## Task statement:
Update the lines below so that every "one point per instance" becomes "one point per item", with nothing else changed.

## Provided material:
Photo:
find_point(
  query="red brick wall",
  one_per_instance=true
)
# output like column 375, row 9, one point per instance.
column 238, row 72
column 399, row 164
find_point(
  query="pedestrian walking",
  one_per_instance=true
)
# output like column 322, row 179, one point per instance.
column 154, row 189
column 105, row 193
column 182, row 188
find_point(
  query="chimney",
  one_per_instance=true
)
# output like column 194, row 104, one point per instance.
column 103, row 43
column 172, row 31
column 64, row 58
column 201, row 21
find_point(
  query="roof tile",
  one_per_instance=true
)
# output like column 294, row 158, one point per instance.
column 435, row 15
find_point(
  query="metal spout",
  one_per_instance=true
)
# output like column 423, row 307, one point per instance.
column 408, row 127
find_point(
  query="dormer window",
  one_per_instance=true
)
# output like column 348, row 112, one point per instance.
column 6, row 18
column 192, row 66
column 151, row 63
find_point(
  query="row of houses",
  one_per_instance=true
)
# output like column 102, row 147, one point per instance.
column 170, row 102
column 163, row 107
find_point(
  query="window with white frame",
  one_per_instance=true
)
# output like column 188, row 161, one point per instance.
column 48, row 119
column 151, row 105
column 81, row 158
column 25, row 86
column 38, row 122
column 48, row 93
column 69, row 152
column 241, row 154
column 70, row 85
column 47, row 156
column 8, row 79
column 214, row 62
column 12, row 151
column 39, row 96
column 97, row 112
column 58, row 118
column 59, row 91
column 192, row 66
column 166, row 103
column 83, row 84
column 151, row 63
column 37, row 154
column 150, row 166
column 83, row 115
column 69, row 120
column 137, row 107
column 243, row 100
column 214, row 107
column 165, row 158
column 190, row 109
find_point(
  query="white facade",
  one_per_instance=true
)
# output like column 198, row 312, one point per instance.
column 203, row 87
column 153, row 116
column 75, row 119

## Solution:
Photo:
find_point(
  query="red brick wall",
  one_per_instance=true
)
# output like column 375, row 9, one point per item.
column 238, row 72
column 399, row 164
find_point(
  query="pedestrian walking",
  one_per_instance=true
)
# output like column 322, row 179, one point per item.
column 154, row 189
column 105, row 193
column 182, row 188
find_point(
  query="chimney",
  one_per_instance=true
)
# output like column 194, row 104, one point per item.
column 103, row 43
column 172, row 31
column 64, row 58
column 201, row 21
find_point(
  query="roof tile",
  one_per_instance=true
)
# output like column 294, row 158, one point per item.
column 435, row 15
find_point(
  query="metal spout",
  one_per_instance=true
)
# output like column 423, row 307, one point per item.
column 408, row 127
find_point(
  query="dormer window",
  one_per_instance=true
)
# output like column 348, row 112, one point per item.
column 6, row 18
column 192, row 66
column 151, row 63
find_point(
  query="row of houses",
  one_per_instance=true
)
# output like column 102, row 147, one point per item.
column 170, row 102
column 163, row 107
find_point(
  query="window with white frame",
  one_per_instance=true
)
# output like column 188, row 161, one point per item.
column 48, row 119
column 151, row 105
column 81, row 158
column 25, row 86
column 38, row 122
column 48, row 93
column 69, row 152
column 241, row 154
column 70, row 85
column 47, row 156
column 8, row 79
column 214, row 62
column 12, row 151
column 39, row 96
column 97, row 112
column 58, row 118
column 59, row 91
column 192, row 66
column 166, row 103
column 83, row 84
column 151, row 63
column 37, row 154
column 150, row 166
column 83, row 115
column 69, row 120
column 137, row 107
column 243, row 100
column 214, row 107
column 165, row 158
column 190, row 109
find_point(
  query="white facade",
  one_per_instance=true
)
# output like column 198, row 312, one point per item.
column 203, row 87
column 153, row 116
column 75, row 119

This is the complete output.